■ **Exercise instructions**:
The line containing "[spot] the blurred" and every line after it, through the end of the records below, are to be reproduced exactly, with the pictures left out.

Image point grounding data:
▶

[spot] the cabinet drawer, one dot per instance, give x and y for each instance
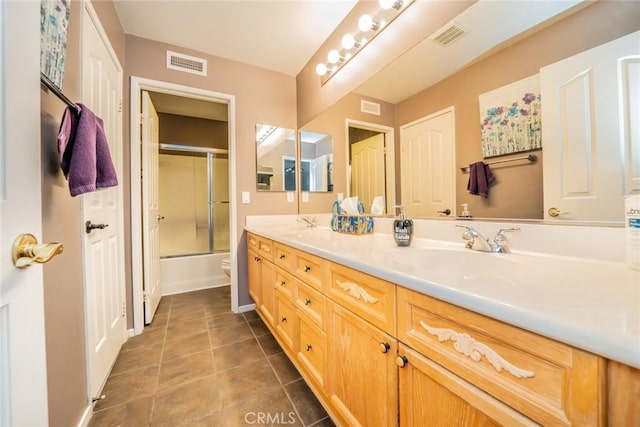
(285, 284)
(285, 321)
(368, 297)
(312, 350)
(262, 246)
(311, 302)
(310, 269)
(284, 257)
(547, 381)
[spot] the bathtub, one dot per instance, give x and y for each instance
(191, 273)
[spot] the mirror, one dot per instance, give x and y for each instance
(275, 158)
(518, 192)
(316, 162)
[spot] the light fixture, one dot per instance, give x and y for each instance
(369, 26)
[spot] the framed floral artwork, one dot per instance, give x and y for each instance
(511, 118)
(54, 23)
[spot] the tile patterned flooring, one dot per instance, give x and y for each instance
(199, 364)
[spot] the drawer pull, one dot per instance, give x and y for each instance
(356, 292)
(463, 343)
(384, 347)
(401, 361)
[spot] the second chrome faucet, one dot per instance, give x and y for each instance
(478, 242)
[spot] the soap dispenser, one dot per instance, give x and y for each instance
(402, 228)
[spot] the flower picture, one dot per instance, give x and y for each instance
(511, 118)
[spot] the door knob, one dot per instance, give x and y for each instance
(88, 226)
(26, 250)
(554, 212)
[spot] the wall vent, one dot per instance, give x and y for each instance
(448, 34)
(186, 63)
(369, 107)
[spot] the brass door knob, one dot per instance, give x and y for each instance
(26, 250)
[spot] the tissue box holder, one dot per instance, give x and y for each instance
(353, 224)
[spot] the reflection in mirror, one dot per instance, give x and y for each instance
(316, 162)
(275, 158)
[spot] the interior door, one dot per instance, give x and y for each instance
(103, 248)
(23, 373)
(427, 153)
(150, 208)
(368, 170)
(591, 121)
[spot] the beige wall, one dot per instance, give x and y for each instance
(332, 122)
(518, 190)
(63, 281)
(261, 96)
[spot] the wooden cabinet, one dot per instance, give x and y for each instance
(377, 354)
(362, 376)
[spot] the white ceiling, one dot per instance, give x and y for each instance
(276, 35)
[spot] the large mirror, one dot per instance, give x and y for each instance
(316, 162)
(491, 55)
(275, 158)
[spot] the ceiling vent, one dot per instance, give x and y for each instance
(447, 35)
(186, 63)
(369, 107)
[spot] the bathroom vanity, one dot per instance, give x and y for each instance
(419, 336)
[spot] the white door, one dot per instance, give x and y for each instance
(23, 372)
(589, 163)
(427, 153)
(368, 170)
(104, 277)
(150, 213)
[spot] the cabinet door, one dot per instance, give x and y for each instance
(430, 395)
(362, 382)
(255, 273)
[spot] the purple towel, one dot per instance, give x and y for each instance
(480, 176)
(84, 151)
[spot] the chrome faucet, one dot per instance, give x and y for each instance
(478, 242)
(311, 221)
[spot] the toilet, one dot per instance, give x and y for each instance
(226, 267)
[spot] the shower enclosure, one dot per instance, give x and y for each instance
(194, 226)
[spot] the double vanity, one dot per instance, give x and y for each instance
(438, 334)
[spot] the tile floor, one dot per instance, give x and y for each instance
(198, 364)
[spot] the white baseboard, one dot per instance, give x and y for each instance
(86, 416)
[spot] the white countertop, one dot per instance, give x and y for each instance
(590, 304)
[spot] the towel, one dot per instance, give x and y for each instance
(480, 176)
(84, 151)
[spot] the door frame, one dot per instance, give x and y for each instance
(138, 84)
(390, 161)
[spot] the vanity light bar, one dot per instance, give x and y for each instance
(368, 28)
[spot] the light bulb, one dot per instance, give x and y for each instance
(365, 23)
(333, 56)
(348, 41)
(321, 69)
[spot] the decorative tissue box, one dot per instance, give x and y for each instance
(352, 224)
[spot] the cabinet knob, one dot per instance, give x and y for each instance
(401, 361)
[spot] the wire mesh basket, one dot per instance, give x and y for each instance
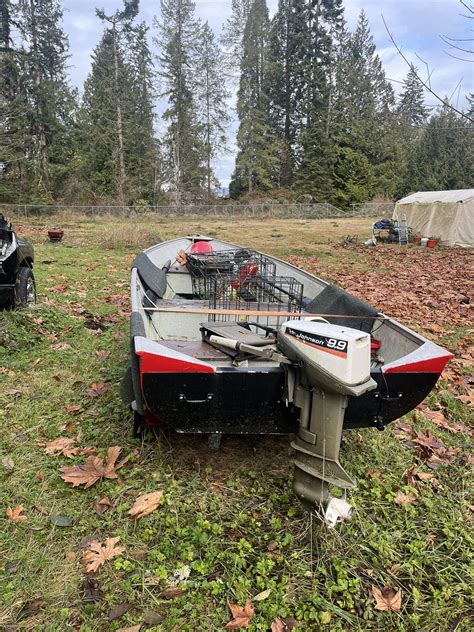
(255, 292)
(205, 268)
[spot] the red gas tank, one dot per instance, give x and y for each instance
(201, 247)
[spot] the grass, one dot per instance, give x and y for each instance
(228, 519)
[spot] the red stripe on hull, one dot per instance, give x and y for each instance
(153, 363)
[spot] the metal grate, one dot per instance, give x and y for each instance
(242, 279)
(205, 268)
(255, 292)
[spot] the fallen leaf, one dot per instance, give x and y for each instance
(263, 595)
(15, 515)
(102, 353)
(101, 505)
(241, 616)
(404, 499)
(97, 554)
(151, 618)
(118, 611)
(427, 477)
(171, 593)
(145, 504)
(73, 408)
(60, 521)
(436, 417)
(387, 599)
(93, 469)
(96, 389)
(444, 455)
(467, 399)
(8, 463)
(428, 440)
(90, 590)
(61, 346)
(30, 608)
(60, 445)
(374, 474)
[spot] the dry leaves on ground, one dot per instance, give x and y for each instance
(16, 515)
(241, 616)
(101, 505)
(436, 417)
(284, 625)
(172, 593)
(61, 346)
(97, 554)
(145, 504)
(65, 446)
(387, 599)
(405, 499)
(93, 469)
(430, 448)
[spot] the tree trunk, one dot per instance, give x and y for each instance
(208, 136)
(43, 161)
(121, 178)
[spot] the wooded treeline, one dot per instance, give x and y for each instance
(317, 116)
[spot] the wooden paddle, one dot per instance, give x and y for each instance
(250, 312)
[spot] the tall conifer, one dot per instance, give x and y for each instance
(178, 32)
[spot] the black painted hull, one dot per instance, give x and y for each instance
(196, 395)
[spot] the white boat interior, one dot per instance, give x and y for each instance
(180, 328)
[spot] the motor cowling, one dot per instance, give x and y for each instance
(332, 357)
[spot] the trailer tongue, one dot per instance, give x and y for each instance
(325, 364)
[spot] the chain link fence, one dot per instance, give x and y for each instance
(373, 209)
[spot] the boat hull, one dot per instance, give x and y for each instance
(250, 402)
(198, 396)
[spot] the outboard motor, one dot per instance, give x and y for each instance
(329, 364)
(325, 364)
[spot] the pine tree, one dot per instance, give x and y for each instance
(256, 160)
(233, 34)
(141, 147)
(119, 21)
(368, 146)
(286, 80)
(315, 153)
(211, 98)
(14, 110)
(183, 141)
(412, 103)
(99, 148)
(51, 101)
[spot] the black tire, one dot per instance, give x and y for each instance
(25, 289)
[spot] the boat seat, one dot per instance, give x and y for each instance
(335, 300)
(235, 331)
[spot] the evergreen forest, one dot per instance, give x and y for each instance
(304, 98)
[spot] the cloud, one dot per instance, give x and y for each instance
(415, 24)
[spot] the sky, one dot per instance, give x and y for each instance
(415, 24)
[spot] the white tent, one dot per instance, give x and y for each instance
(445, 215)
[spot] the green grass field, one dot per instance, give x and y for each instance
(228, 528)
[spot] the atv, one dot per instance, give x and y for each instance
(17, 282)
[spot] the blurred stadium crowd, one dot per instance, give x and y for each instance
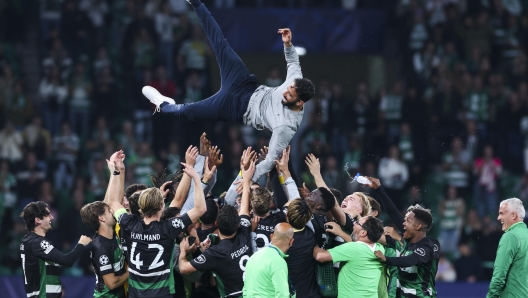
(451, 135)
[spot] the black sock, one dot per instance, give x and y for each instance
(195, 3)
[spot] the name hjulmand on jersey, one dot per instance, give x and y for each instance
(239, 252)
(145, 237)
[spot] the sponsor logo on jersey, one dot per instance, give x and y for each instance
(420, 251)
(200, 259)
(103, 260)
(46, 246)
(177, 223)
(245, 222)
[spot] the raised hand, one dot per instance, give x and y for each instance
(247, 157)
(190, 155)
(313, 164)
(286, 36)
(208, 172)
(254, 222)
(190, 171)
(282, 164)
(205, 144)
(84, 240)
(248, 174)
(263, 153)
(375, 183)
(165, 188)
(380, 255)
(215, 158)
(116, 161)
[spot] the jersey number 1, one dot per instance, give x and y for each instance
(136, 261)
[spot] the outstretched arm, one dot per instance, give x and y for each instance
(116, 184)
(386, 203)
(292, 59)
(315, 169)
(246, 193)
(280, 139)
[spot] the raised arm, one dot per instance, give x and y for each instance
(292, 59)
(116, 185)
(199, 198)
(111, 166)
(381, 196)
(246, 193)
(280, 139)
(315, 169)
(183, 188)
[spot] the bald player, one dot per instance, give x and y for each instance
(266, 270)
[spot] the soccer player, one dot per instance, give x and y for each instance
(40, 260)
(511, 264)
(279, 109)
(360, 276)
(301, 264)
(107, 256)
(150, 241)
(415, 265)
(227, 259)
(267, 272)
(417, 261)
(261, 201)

◀

■ **Solution to this exercise**:
[spot] the blurred stadium crowd, one dot per instance, give x and y for each instance
(451, 135)
[spot] the black sock, one dot per instance, give x and y for each instance
(195, 3)
[spot] the name hjulmand on jersey, one dot per instance, give x and y for each instance
(239, 252)
(145, 237)
[spot] the sponsor logo on jersey, one dot per instance, give x and y for each instance
(420, 251)
(200, 259)
(103, 260)
(46, 246)
(177, 223)
(245, 222)
[spot] the raised hand, one dot per instance, give x and y for each instance
(247, 157)
(190, 155)
(313, 164)
(286, 36)
(208, 172)
(254, 222)
(190, 171)
(282, 164)
(205, 144)
(84, 240)
(248, 174)
(263, 153)
(375, 183)
(165, 188)
(380, 255)
(215, 158)
(116, 161)
[spot] the jersey number 1, one dot per instance, give x and y for each instance
(136, 261)
[spot] the outstretched arm, one dot per instance, give x and y for each instance
(116, 184)
(386, 203)
(292, 59)
(315, 169)
(246, 193)
(280, 139)
[spot] the raised arm, one dot per instance, give x and y for each instance
(292, 59)
(116, 185)
(199, 198)
(111, 166)
(381, 196)
(246, 193)
(280, 139)
(315, 169)
(183, 188)
[spot] the bald player, one dot per instance, give x and y for each instance
(266, 270)
[spot] the soccer player, one dot per instance, give x and y for each instance
(40, 260)
(511, 264)
(279, 109)
(360, 276)
(301, 264)
(107, 256)
(150, 241)
(415, 265)
(227, 259)
(267, 272)
(417, 261)
(261, 201)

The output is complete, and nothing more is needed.